> [INSTRUCTIONS FOR THE TASK] Word for word, restate each of the entries below, and drop every picture.

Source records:
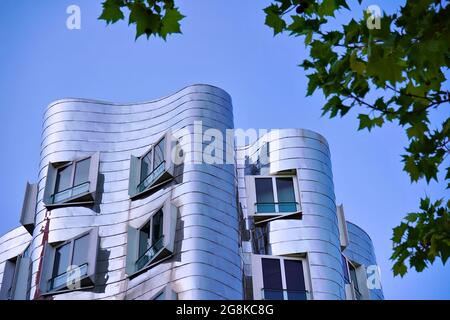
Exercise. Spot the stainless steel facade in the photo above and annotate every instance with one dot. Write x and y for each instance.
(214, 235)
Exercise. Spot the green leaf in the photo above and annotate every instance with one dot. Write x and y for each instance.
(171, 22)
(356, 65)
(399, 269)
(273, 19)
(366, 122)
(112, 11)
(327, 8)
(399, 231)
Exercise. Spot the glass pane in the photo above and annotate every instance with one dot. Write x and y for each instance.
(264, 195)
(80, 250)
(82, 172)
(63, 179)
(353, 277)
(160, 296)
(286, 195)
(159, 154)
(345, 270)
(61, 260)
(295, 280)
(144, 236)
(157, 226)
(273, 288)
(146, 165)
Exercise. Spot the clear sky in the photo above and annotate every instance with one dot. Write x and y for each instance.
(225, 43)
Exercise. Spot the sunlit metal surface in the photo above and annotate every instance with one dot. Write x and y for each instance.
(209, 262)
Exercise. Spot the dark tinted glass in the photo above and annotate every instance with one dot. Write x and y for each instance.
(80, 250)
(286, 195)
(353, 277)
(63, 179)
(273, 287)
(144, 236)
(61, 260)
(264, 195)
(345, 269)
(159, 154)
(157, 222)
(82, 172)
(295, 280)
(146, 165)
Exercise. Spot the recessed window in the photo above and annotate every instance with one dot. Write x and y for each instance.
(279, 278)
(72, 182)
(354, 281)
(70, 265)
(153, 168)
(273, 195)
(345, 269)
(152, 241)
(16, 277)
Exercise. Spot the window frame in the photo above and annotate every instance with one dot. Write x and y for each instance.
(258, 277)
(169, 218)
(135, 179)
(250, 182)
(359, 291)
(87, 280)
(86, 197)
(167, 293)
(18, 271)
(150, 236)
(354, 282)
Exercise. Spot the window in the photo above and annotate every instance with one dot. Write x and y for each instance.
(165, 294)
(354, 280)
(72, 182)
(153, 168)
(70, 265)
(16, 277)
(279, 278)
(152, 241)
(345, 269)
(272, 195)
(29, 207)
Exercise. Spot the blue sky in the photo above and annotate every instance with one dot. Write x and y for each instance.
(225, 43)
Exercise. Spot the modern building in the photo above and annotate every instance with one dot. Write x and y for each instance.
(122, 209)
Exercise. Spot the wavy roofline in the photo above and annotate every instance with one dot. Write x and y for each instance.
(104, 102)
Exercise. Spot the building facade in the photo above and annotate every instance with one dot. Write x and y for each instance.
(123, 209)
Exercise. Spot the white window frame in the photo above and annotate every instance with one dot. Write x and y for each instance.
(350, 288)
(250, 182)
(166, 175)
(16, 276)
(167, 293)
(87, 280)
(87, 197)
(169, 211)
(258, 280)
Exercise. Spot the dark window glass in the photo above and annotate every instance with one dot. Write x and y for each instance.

> [SOLUTION FOR THIS EXERCISE]
Exercise. Spot the stainless steel facade in the photo above and annotate every instance with one dot. Write x and y for each instance.
(214, 235)
Exercise. Spot the green leaf in the photo above and annotate every instance with one dot. Write x and y for each instance.
(171, 22)
(356, 65)
(399, 269)
(273, 19)
(366, 122)
(112, 11)
(327, 8)
(399, 231)
Exercise. Spot the glass pane in the photo above and annotate every instance with one dot. Write x and y for each instance.
(264, 195)
(80, 250)
(82, 172)
(63, 179)
(353, 277)
(160, 296)
(286, 195)
(159, 154)
(345, 270)
(61, 260)
(295, 280)
(144, 236)
(157, 226)
(273, 288)
(146, 165)
Exercise. Spot the clear sky in the photo above and annotate every instance with one dot. Write x and y for each instance.
(225, 43)
Exercise. Spot the sunlit metal surface in the photo above and annotate every instance with one dot. Write x and y for each instance.
(209, 262)
Exercise. Spot the dark tinted glass in the photo above and annotate every instance with one dot. Write x and y for each instance.
(80, 250)
(286, 195)
(353, 277)
(63, 179)
(273, 287)
(144, 236)
(61, 260)
(264, 195)
(345, 269)
(159, 154)
(157, 222)
(82, 172)
(295, 280)
(146, 165)
Exercise. Spot the recessed window in the photo above and annotate every instance with one dot. Write x and y for each instance.
(279, 278)
(72, 182)
(354, 281)
(70, 265)
(153, 168)
(273, 195)
(345, 269)
(152, 241)
(16, 277)
Exercise. Spot the window frame in the photo above and annotate every instance with one dot. Write x and y for each instance.
(258, 277)
(169, 218)
(135, 179)
(250, 182)
(359, 291)
(87, 280)
(86, 197)
(167, 293)
(18, 271)
(150, 236)
(354, 282)
Exercise. Spot the window in the photo above and annotate every instance with one dot. Write x and y for each instance.
(165, 294)
(354, 280)
(72, 182)
(153, 168)
(70, 265)
(16, 277)
(279, 278)
(152, 241)
(345, 269)
(272, 195)
(29, 207)
Exercise. Spot the blue sky in the photo above and annotate every instance with one dot. Write x and y for each instance.
(225, 43)
Exercise. Spot the modern building in the photo above and annotate every instance with one dot. Write x and y for each instance.
(122, 209)
Exercise. Spot the wavy roofline in the photo above and annotate every instance with one dot. Write x and y for each instance.
(104, 102)
Exercise. Spot the building facade in the photo above and annotate every instance with one dot. Write x and y for each instance.
(123, 209)
Exercise. Spot the white window frame in the photo above and annotate every instance with one dot. Write x and y for each instance.
(350, 288)
(250, 182)
(166, 175)
(16, 276)
(167, 293)
(87, 280)
(87, 197)
(169, 211)
(258, 280)
Exercise. Spot the dark window glass in the photo above and annotate every instance with one dot. Write x and y for each instance.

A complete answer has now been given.